• 文書の抜粋:

好機を見逃さないのが勝負師。闘い方を間違えば二人とも地獄に落ちるところだった。ぎりぎりで回避できたのはもう強い祈りとしか思えない。

ガハクの頬をもっと削ぎ落とそう。眉毛は太くしよう。瞼はきっちりと強く。もっと彫れることが分かった。毎日見つめているから生きている形に敏感になった。(K)



2020年2月6日木曜日

ガハク復活の日

 今朝ガハクに会いに行ったら、目がぱっちりと開いていて驚いた。昨日までの4日間ずっと昏睡状態の姿しか見ていなかったので驚いていると、先生が現れておっしゃるには、「ご自分で管を抜かれたんですよ。そして、恭子に会わせてくださいと話されました。それでそのまま様子を見ることにしたのですが、今のところ大丈夫みたいですね。このまま行きましょう。また容態が急変したら管を入れることもあるかもしれせんが、その時はお電話します」とのこと。睡眠剤が切れる頃合いを見計らってガハクの容態を見るために体を起こした時のことらしい。

話しかけても良いし、手に触ってもいいと聞いて、とても安心した。無菌状態で隔離された緊急状態から抜け出せたということだ。目が合うと枕の上で何度もうんうんと頷いて見せる。手を握ると強く握り返して来た。僕はしっかりしているからね、安心しなさいというメッセージだ。瞳を見ようとぐっと覗き込んだら ガハクは顔を横に振った。なんでだろう、、、ずっと縦に振っていたのに、、、あゝもしかしたらそんなに心配してはいけないと言っているのかもと思って、大きな声で聞いてみた。「心配しないでって言ってるの?」すると、大きく深く頷いた。

1時間以上そばにいたけれど、今日はパンを仕込んで来たからもう帰るねと言ったら、ニンマリ笑った。はっきりと笑った。この人は本当に生き返った。生還した。嬉しくて車に戻っても食べることも飲むことも出来なかった。嬉しくて空に浮かぶ白い雲にトワンと呼びかけながらハンドルを握っていた。

データセットから取り出した一覧:
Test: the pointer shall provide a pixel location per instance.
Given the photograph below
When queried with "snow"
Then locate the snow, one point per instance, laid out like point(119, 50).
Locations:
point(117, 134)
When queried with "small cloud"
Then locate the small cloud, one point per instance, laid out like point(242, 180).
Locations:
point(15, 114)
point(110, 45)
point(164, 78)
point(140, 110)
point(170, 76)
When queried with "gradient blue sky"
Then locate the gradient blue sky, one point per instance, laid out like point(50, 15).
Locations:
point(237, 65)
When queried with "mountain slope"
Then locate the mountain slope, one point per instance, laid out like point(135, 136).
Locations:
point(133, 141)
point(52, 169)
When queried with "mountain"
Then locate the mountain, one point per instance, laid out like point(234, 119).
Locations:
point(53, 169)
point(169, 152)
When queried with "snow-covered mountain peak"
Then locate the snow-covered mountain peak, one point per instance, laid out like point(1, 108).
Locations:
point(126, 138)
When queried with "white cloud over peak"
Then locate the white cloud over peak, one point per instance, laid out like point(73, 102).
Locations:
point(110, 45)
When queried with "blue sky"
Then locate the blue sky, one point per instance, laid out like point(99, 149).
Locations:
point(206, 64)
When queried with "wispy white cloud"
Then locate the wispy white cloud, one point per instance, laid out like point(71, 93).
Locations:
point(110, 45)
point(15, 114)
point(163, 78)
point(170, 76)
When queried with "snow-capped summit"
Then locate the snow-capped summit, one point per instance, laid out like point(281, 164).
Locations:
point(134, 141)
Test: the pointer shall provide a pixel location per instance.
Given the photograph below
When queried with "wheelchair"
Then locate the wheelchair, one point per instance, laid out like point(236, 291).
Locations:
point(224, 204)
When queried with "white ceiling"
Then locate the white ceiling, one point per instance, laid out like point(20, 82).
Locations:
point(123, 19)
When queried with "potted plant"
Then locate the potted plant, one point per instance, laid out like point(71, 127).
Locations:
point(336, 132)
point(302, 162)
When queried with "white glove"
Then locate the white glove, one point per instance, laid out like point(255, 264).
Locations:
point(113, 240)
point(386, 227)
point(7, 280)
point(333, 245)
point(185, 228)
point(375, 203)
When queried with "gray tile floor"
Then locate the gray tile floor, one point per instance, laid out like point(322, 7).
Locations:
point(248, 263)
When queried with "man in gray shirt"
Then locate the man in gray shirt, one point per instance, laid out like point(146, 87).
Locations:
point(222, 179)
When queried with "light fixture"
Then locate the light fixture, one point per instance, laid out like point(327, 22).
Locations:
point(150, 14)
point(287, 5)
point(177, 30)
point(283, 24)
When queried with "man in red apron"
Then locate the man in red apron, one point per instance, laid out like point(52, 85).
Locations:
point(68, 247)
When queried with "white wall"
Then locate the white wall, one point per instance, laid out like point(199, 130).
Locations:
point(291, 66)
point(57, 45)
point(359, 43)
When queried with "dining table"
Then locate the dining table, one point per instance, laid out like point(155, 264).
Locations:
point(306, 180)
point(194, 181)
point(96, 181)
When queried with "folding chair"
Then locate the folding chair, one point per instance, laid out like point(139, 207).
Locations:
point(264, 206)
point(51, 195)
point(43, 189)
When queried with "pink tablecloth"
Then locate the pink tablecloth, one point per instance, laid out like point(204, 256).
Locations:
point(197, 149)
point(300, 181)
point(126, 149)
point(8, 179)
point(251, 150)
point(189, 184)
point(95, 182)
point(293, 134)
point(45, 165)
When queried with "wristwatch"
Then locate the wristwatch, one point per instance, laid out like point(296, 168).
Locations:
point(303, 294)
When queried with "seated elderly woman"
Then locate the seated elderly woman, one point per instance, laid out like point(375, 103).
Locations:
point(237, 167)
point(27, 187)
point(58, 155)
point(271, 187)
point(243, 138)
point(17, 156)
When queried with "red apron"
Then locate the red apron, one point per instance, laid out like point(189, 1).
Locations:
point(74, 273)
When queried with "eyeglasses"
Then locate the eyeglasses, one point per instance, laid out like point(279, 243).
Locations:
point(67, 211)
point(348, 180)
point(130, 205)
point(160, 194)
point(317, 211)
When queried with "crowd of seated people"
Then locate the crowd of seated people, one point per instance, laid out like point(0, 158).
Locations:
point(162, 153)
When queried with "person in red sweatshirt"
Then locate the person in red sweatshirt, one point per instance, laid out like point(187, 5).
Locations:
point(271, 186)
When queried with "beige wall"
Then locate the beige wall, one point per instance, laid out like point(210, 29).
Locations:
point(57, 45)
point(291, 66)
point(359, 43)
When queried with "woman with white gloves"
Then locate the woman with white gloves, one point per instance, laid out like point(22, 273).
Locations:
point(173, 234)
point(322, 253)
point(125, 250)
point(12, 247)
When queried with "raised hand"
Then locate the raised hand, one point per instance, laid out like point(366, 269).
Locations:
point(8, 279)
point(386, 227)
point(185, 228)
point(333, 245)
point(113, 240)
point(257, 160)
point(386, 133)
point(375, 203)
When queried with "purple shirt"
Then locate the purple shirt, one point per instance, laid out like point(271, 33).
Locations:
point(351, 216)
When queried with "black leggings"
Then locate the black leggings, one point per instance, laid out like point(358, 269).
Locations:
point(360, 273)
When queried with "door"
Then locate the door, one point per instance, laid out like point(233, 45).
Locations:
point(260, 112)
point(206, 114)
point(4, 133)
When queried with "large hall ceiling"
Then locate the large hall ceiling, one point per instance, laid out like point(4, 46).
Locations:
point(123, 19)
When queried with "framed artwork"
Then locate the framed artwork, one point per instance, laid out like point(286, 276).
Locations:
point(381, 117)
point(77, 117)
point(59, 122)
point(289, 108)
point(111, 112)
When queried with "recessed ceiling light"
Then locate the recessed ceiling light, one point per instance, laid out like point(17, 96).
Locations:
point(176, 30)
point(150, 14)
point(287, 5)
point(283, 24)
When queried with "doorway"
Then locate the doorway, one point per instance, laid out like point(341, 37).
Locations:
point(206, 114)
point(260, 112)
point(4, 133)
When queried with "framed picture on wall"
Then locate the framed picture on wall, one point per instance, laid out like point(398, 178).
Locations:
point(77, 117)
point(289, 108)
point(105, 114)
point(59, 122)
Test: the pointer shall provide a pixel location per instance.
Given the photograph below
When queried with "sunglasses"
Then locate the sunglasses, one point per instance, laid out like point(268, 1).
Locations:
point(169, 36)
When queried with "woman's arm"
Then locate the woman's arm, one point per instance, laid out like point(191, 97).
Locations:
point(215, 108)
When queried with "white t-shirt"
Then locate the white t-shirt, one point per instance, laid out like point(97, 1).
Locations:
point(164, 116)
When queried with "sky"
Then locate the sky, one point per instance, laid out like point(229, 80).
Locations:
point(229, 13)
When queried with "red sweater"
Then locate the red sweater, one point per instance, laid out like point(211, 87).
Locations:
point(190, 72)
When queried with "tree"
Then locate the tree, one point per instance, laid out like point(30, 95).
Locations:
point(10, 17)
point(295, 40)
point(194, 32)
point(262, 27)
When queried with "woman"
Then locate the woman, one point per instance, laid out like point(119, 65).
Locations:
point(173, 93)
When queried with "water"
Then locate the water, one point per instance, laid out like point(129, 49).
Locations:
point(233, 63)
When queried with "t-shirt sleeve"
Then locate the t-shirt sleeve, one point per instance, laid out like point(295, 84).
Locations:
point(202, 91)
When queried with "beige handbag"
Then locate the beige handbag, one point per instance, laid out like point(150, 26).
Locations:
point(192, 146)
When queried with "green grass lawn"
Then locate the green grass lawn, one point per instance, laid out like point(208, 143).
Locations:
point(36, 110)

• 取り組む課題:
1. 抜粋の内容と次の (a)〜(c) が合っているかどうかを判断し、決め手となる抜粋の語句をそのまま引用して示せ。
(a) ガハクの管を抜いたのは先生である。
(b) 筆者はガハクのそばに1時間以上いた。
(c) 筆者が昏睡状態のガハクを見ていたのは昨日までの3日間である。
2. 抜粋をもとに次の問いに答えよ。
(a) 日付の欄に書かれている曜日は何か。
(b) 筆者は帰る理由としてガハクに何を伝えたか。
(c) 筆者は空に浮かぶ白い雲に何と呼びかけたか。
3. 抜粋の「2020年2月6日木曜日」から「体を起こした時のことらしい。」までの部分(「体を起こした時のことらしい。」を含む)を、「先生」を「医師」に入れ替えて書き直せ。

• 示した解答:
1.
(a) いいえ:「ご自分で管を抜かれたんですよ」
(b) はい:「1時間以上そばにいたけれど」
(c) いいえ:「昨日までの4日間ずっと昏睡状態の姿しか見ていなかった」

2.
(a) 木曜日
(b) パンを仕込んで来たこと
(c) トワン

3.
2020年2月6日木曜日

ガハク復活の日

 今朝ガハクに会いに行ったら、目がぱっちりと開いていて驚いた。昨日までの4日間ずっと昏睡状態の姿しか見ていなかったので驚いていると、医師が現れておっしゃるには、「ご自分で管を抜かれたんですよ。そして、恭子に会わせてくださいと話されました。それでそのまま様子を見ることにしたのですが、今のところ大丈夫みたいですね。このまま行きましょう。また容態が急変したら管を入れることもあるかもしれせんが、その時はお電話します」とのこと。睡眠剤が切れる頃合いを見計らってガハクの容態を見るために体を起こした時のことらしい。